### Lista de actividades
a. De acuerdo con el texto sobre los animeros de San Juan Tlihuaca, ¿qué significa en náhuatl el nombre «Tlihuaca»?
b. Continúa el texto sobre los animeros de San Juan Tlihuaca a partir de su última oración.

### Texto de lectura
Tradición al cuidado de las mujeres
La tradición de los animeros de San Juan Tlihuaca tiene un aire tan místico como el nombre del pueblo originario que la alberga. “Tlihuaca” proviene del náhuatl, que significa “lugar que posee lo negro”, en referencia a su fama por los indígenas que ahí practicaban la medicina natural y herbolaria, y que fueron considerados brujos por los españoles en los primeros años de la época novohispana. Por esta razón también se le conoce como “lugar de brujos”.
A diferencia de otros ritos más documentados, como los de los pueblos del sur de la Ciudad de México, que destacan por poner el foco en recordar a los difuntos, guiar su camino de regreso con flores y veladoras, y honrarlos con ofrendas llenas de simbolismos, el de los animeros congrega a los vecinos del pueblo en una dinámica de reciprocidad, en la que los rezos y la ofrenda inician y concluyen en el panteón vecinal. Todos pueden participar y todos conviven con un fin: ayudar a las ánimas a salir del purgatorio.
La procesión de los animeros de San Juan Tlihuaca, al igual que otras tradiciones del Día de Muertos que conjuntan elementos de prehispánicos y católicos, tiene sus orígenes en las primeras décadas de la Nueva España, cuando a mediados del siglo XVI, el beato Sebastián de Aparicio inició en Azcapotzalco el culto a la muerte con esas características.

### Registros
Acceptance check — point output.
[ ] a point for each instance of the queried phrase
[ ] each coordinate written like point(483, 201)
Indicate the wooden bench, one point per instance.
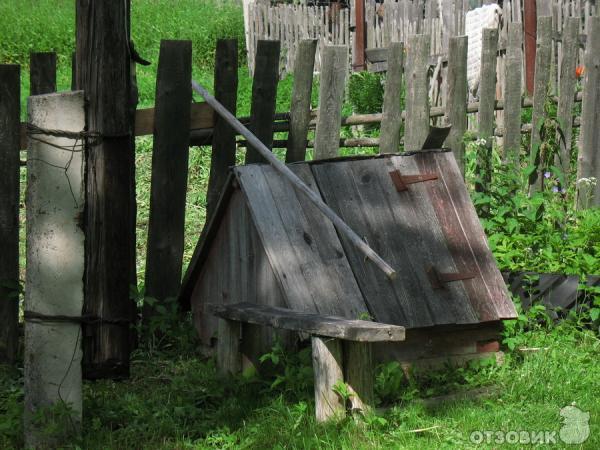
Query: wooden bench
point(341, 349)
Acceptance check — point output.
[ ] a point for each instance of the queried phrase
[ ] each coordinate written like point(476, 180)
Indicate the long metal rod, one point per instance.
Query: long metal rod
point(296, 182)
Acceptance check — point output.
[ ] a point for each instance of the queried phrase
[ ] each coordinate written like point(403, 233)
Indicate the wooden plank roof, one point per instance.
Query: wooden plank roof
point(425, 229)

### Respuestas
a. Significa «lugar que posee lo negro».

b.
Con el paso de los años, esta tradición ha modificado algunos aspectos, como el uso de triciclos en lugar de un carretón para facilitar el traslado de las ofrendas; nuevos cantos que se incorporaron a los rezos y la propia organización del ritual, que por mucho tiempo estuvo en manos de varones y hoy está a cargo de mujeres.
“Anteriormente salían hombres del pueblo, caminaban de noche, se congregaban ellos en la parroquia, pasaban por sus ofrendas, les daban ceras y ya las mujeres los esperaban con atolito; eran hombres la mayoría, pero hoy la mayoría somos mujeres, quienes hemos dado continuidad y hemos guiado este proyecto. Somos amas de casa, entonces nos damos nuestro tiempo por amor a la tradición, por la responsabilidad que ya tenemos, a la que nosotras mismas nos comprometimos y hasta la fecha estamos cumpliendo”, explica Raquel Picazo, una de las organizadoras de la procesión de los animeros.

Nuevas generaciones preservan el rito
Aunque los animeros son personajes clave en la identidad del pueblo de San Juan Tlihuaca, han habido momentos en los que la procesión dejó de realizarse. Nuevas generaciones la retomaron y hasta el día de hoy la realizan con entusiasmo. Para asegurarse de que el ritual permanezca, se ha procurado la participación activa de los niños; para ellos, se organiza una procesión especial el día 31 de octubre, con una ruta bien definida y adaptada para que la puedan recorrer sin contratiempos, acompañados de sus padres, y en la que replican los roles y las actividades de los animeros adultos.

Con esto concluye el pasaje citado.